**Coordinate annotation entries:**
# # # # #

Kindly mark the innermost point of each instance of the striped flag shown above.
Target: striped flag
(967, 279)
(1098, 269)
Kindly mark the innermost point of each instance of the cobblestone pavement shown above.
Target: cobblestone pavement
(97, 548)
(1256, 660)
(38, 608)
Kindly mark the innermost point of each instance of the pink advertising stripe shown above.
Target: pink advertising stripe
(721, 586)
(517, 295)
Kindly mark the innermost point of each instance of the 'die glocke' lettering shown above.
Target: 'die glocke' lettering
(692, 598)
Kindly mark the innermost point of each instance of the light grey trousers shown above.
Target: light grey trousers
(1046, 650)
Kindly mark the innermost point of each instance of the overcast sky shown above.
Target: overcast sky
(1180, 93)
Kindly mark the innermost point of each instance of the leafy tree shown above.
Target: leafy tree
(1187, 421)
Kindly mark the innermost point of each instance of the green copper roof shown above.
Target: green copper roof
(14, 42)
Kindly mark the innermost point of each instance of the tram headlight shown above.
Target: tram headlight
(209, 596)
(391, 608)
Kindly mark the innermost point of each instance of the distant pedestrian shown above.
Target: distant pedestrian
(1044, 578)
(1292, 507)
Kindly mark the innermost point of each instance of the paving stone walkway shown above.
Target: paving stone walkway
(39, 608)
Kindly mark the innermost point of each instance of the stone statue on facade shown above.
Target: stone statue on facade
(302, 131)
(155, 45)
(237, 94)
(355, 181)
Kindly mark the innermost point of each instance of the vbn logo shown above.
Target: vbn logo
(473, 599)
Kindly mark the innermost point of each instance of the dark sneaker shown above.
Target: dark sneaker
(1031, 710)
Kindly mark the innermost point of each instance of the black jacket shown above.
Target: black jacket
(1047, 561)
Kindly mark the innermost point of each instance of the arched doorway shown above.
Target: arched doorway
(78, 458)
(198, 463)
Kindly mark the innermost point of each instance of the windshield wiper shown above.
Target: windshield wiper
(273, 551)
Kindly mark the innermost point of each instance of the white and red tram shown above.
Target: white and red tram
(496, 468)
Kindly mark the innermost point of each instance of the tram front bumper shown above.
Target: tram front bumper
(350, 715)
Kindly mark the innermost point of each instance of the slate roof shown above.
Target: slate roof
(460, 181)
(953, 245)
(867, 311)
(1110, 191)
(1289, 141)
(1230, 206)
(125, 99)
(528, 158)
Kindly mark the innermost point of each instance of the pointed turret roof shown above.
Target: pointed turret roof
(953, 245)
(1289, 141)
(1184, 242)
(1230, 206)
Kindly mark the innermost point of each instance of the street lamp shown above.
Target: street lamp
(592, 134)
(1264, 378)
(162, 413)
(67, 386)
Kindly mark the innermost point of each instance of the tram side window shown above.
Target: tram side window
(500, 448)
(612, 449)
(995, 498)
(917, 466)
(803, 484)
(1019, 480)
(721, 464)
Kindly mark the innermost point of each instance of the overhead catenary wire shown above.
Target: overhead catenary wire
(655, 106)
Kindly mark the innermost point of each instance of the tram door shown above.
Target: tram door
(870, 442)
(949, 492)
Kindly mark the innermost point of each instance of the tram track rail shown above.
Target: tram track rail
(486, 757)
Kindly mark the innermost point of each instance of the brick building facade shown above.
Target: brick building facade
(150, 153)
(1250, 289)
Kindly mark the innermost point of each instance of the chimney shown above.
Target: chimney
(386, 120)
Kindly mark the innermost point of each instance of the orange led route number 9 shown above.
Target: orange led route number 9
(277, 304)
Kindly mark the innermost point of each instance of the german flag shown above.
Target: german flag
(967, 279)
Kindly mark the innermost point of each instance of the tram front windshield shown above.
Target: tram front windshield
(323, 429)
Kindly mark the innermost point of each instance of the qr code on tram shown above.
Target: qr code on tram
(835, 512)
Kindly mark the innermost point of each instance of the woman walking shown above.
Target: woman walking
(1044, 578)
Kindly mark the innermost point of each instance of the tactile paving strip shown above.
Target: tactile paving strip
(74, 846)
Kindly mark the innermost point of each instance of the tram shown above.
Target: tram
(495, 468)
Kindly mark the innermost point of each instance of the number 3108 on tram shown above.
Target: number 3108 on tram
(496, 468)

# # # # #

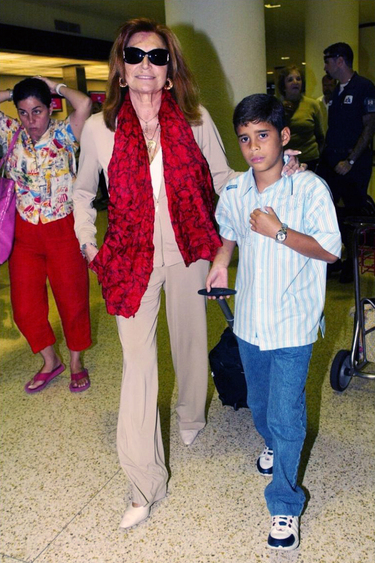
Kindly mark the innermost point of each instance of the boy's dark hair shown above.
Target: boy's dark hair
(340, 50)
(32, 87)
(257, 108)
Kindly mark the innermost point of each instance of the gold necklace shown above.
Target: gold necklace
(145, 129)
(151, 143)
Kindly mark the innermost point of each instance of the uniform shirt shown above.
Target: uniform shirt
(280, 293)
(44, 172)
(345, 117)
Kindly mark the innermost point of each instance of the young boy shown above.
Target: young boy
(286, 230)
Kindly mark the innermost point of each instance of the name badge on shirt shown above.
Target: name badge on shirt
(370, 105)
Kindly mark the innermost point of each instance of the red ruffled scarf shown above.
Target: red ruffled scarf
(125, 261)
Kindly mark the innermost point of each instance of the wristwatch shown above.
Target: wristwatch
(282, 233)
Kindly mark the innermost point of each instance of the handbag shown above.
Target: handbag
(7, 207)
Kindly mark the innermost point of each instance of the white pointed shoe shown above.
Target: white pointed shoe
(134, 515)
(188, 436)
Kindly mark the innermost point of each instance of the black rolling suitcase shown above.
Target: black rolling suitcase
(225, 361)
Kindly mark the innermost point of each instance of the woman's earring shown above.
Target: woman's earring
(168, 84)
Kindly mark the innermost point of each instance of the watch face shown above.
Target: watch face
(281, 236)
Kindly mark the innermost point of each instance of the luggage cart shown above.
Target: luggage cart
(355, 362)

# # # # #

**EXERCISE TASK:** Find each line of the entries above that contains the string "handbag" and copy those lines out. Match case exactly.

**ANSWER TO THE TASK:**
Kindly mark the innermost point of each instance of the handbag shown above.
Target: handbag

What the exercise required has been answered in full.